:: DOCUMENT TEXT
Each of them corresponds to the process with the same pid.

$ ls -1 /proc
1
10
1012
105
1090
[and many, many more not shown here]

Enter any of those directories and you will find a whole lot of information about the process it is related to. Some of the files are pretty obvious, but others are quite cryptic and more obscure.

$ ps
  PID TTY          TIME CMD
 2402 pts/0    00:00:00 bash
 8728 pts/0    00:00:00 ps
$ ls -1 /proc/2402
attr
autogroup
auxv
cgroup
clear_refs
cmdline
comm
coredump_filter
[again, shortened, but by all means try it yourself!]
$ cat /proc/2402/cmdline
bash

Check out how we used the cmdline file inside our shell process’ directory under /proc to figure out how what was the command that executed it (that’s the meaning of cmdline file here). Why would I need that for, you ask yourself?

Well, for this particular file, not much… the information is available already through the ps command. But, there is also a lot of information hidden here waiting to be found.

A window to the kernel

The /proc directory is not actually part of your real filesystem, those files are actually not in your disk at all. It is a pseudo-filesystem, yet another illusion created by the kernel to give us a peek into it’s internal data structures through the interface of a filesystem. This follows one of unix principles: everything is a file.

In fact, the /proc directory itself has nothing special on its own. We can turn any directory we want in our filesystem into a window to the kernel. We simply use the mount command to instruct the kernel to give us “a copy” of the proc pseudo file-system (sometimes called procfs) and mount it into our filesystem tree.
::::
:: DATA LISTING
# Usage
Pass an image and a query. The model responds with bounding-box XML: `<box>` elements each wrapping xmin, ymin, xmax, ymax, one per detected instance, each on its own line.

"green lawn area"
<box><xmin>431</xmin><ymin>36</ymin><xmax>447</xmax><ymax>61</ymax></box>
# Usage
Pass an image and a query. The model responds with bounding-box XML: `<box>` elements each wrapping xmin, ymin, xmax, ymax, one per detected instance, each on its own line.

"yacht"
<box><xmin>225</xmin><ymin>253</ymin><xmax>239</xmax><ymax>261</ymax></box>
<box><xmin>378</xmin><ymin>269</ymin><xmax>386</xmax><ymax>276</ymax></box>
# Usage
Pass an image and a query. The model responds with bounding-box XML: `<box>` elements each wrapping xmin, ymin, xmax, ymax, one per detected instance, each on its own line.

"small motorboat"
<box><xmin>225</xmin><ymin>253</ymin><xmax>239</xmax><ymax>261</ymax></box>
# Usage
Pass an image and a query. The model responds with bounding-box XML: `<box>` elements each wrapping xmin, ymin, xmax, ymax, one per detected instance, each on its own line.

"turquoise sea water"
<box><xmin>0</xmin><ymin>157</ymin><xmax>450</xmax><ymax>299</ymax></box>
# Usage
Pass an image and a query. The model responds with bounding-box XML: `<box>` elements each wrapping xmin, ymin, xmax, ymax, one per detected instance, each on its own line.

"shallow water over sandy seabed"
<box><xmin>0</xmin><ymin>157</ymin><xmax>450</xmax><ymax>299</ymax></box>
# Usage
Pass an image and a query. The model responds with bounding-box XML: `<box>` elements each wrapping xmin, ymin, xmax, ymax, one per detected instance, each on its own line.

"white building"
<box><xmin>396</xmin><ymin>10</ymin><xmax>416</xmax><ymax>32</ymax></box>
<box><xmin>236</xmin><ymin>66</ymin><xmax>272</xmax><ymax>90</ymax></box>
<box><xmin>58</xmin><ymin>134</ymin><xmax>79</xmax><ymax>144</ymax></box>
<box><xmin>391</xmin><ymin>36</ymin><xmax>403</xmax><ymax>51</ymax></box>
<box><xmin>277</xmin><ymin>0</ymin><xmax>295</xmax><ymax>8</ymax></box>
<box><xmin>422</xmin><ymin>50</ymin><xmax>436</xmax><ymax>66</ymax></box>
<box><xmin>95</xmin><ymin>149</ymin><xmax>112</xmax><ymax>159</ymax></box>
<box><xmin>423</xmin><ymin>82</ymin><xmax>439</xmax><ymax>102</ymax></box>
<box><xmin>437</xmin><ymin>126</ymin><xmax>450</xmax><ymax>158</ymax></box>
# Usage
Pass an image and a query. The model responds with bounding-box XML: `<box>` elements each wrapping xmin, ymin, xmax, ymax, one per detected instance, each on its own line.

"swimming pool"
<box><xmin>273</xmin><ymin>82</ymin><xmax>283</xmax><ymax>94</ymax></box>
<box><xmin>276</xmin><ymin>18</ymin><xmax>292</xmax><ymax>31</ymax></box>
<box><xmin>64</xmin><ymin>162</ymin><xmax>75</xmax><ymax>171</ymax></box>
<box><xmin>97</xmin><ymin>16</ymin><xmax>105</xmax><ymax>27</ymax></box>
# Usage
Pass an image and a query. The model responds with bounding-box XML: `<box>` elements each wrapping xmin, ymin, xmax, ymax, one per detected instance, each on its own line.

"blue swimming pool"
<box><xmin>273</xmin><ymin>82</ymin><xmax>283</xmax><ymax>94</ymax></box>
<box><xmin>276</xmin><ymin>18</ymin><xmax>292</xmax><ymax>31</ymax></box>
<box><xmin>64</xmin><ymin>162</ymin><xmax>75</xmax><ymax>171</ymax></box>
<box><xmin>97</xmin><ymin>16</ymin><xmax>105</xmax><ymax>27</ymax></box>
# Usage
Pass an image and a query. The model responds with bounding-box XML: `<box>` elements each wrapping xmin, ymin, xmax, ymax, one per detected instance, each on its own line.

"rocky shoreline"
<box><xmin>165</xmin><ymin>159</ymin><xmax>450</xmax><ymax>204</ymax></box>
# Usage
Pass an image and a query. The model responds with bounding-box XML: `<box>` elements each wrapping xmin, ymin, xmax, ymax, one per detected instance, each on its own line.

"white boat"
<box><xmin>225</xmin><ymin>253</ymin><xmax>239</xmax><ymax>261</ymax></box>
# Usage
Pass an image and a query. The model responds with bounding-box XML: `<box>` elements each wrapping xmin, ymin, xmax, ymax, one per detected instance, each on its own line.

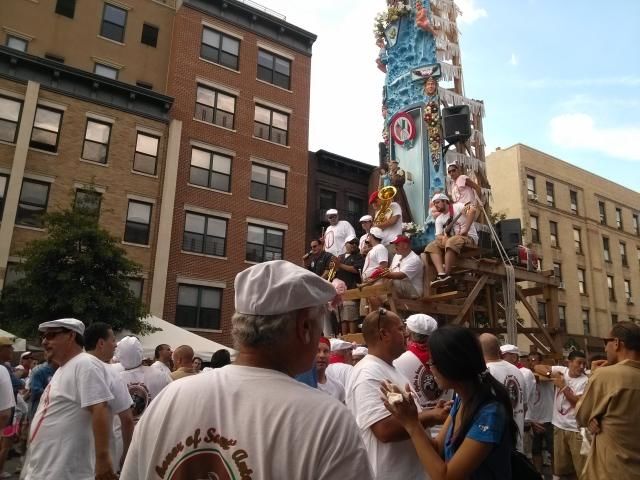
::::
__TASK INSTRUCTIONS__:
**1)** In the text about /proc, copy word for word the passage from "Well, for this" to "to be found.".
**2)** List every name that appears in the listing of /proc/2402 in the text about /proc.

__RESULTS OF THE EXERCISE__:
**1)**
Well, for this particular file, not much… the information is available already through the ps command. But, there is also a lot of information hidden here waiting to be found.

**2)**
attr
autogroup
auxv
cgroup
clear_refs
cmdline
comm
coredump_filter